## Start Quoted passage

Gil Amelio's 500 Days at Apple
Sabah Arif writes "Apple Computer was teetering on the edge of bankruptcy on January 31, 1996, when Gil Amelio succeeded Michael Spindler as CEO. The first thing he did was turn down an acquisition offer from Sun Microsystems, then he moved to secure Apple's short term financial future by having a huge bond sale. As he restructured the company (and cut 3,000 jobs), Amelio realized that the Copland project would never finish, and decided to buy NeXT Software, paving the way for Steve Jobs' triumphant return in 1997. Read the whole story of Amelio's 500 days with Apple."
That is a really nice insight into Gil's time at Apple. I always assumed he had been a total waste of time but he did in fact do quite a lot of good.
At the time of Amelios reign I had a IIcx and a performa 5200 and was pretty un-happy with the direction the mac os was going in. I remember the copland project getting pushed further and further back and in fact I remember modding system 7 to make it look like copland using a resedit hack I downloaded.
Also, the funniest thing is I went to Apple expo in london during Amelios reign and actually got a free mac t shirt from Power Computing which was advertising their 225 mhz mac clone. The slogan was "Anything worth doing is worth doing in excess of 225Mhz!!!" and on the back "My mac is faster than your mac". Classic!
It appears Amelio already did much of the reorganisation needed for keeping the company afloat, thus paving the way to success for Jobs.
However, the information on the discussions with Gates shows that Amelio wasn't as charismatic as Jobs was, and that may have been the killing blow.
It also shows the disastrous effects a ruined presentation can have. Equipment failures and bad planning forced the CEO to ad lib his presentation and it turned into a badly cue'd 3 hour "drone-athon" instead of the 1.5 hour show it was supposed to be. Heed this warning all ye gentlemen.

## End Quoted passage
## Start Source excerpt

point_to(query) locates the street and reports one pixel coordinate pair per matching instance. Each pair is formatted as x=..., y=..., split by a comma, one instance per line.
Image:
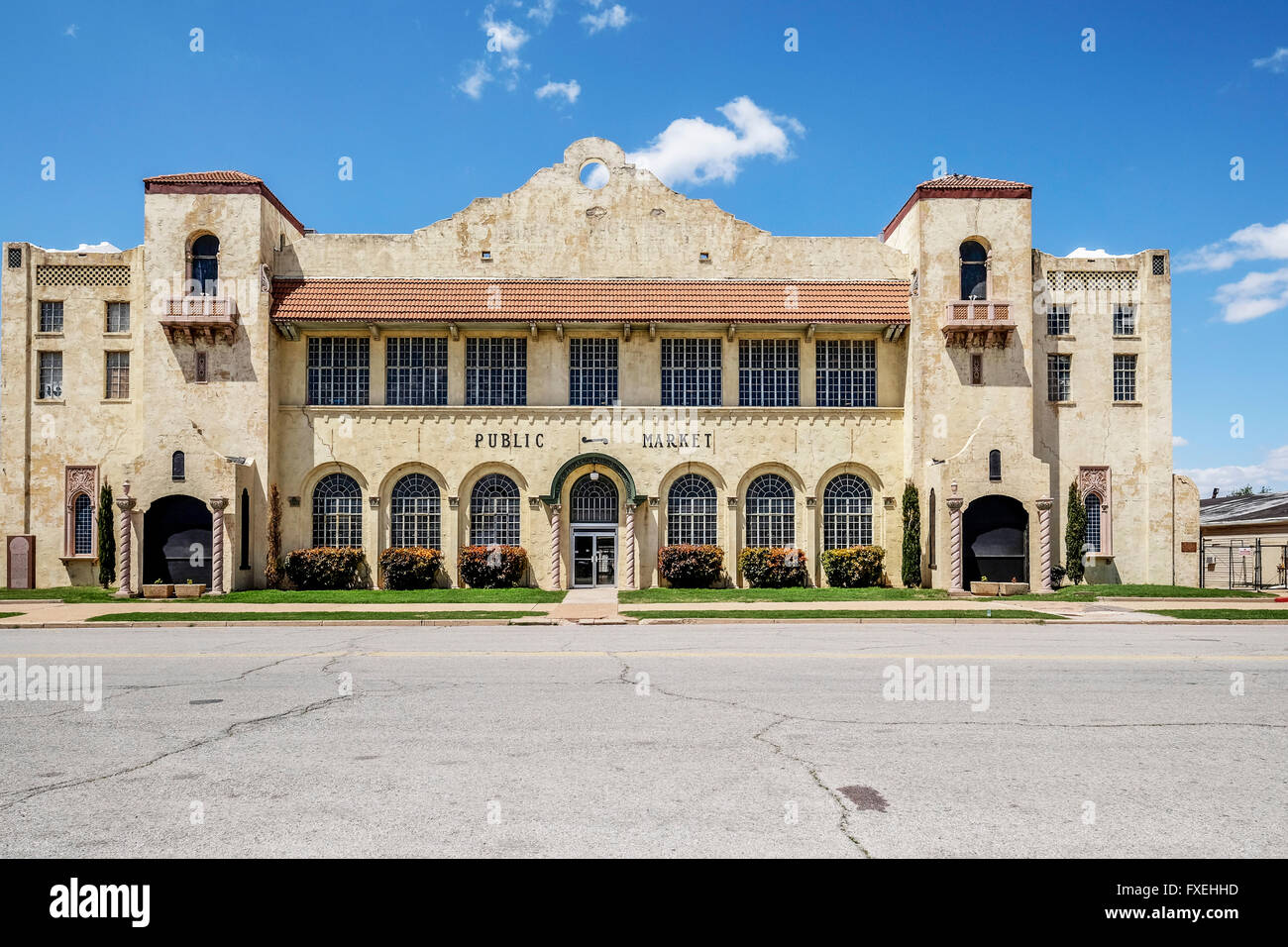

## End Source excerpt

Exercise tasks>
• 1. In the Amelio discussion, whom did Gil Amelio succeed as Apple's CEO?
• 2. Pick up the Amelio discussion after its final sentence and keep it going.
The listing is separate material, apart from the Amelio discussion.

Answers below>
• 1. Michael Spindler.

• 2.
All in all an interesting read that also shows the Jobs already forcing things to his hand in the few months he got back. Apparently he also had Jobs afficionado's in place since the early days in various positions at Apple.
Cool.
B.
Every experiment which ends in a big bang is a good experiment.
and it was a piece of shit. I installed it on a 7100/80 a couple of years ago and if it managed to start up at all, it would crash within a few minutes. Half the menu items were missing, and the HFS driver was buggy so it would eventually render itself totally unbootable anyway, requiring a reformat/reinstall. Yes i'm sure NuKernel was going to be revolutionary but they were right to axe it.
Or maybe i just had a really old build (D11E4 IIRC)...
My conclusions? Sculley was star-struck and too button-down to run a 'geek' company and Gil Amelio was overrated and near to the most arrogant person on Earth. Of course, BIG personalities like theirs fit right into Apple's history along with guys like Mark Markkula, Mike Scott and Mr. Reality Distortion himself.
The hacks writing As the World Turns could never come with anything half as interesting or dramatic as the history of Apple. If there was ever a subject for a movie, this is it.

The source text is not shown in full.